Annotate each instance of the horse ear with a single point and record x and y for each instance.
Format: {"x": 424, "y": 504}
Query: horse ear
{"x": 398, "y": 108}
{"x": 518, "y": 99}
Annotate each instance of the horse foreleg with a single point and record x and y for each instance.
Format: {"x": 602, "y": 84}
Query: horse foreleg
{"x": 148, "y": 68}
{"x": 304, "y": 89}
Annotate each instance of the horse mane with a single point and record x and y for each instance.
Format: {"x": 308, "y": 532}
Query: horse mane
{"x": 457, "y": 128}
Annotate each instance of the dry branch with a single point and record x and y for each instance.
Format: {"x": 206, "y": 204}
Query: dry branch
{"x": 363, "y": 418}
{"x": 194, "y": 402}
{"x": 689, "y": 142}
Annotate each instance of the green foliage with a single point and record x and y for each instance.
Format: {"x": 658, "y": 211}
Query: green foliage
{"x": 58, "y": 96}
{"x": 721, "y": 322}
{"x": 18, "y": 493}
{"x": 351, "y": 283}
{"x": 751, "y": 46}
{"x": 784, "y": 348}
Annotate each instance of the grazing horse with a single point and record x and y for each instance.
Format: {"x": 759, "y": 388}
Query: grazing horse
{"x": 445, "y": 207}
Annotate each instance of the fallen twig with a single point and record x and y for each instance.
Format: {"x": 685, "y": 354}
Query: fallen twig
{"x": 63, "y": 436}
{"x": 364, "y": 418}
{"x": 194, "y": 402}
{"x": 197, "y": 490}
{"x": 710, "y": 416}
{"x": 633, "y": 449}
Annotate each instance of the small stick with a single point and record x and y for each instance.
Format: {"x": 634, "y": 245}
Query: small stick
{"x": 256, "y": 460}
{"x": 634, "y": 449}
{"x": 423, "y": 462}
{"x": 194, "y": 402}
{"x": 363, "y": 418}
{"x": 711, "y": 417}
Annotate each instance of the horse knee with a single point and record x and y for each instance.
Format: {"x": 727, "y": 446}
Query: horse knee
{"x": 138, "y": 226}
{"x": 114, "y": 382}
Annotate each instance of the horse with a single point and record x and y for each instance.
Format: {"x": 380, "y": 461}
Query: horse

========

:: WORK REQUIRED ::
Can you rewrite the rows from the line containing "Annotate each instance of the green" through the last of the rows, replacing "small stick" with "thin stick" and leaving everything else the same?

:: ANSWER IN FULL ::
Annotate each instance of the green foliage with a single point and record x and y for each instance.
Format: {"x": 658, "y": 211}
Query: green foliage
{"x": 58, "y": 96}
{"x": 721, "y": 322}
{"x": 18, "y": 493}
{"x": 351, "y": 283}
{"x": 751, "y": 46}
{"x": 784, "y": 348}
Annotate each instance of the grazing horse with a single point and record x and y for each instance.
Format: {"x": 759, "y": 388}
Query: grazing horse
{"x": 445, "y": 207}
Annotate each instance of the fallen twig with a single point and record x and y for each instance.
Format: {"x": 685, "y": 354}
Query: fallen twig
{"x": 63, "y": 436}
{"x": 364, "y": 418}
{"x": 194, "y": 402}
{"x": 197, "y": 490}
{"x": 710, "y": 416}
{"x": 633, "y": 449}
Annotate each instance of the thin stick with a single point and record x and y for each instance.
Format: {"x": 634, "y": 245}
Query: thin stick
{"x": 256, "y": 460}
{"x": 634, "y": 449}
{"x": 423, "y": 462}
{"x": 194, "y": 402}
{"x": 363, "y": 418}
{"x": 711, "y": 417}
Annotate each instance of the horse knee with a single point and record x and y for each instance.
Format: {"x": 727, "y": 446}
Query: horse knee
{"x": 138, "y": 226}
{"x": 114, "y": 382}
Annotate each instance of the horse with a single point and record x and y for each instance.
Format: {"x": 380, "y": 461}
Query: horse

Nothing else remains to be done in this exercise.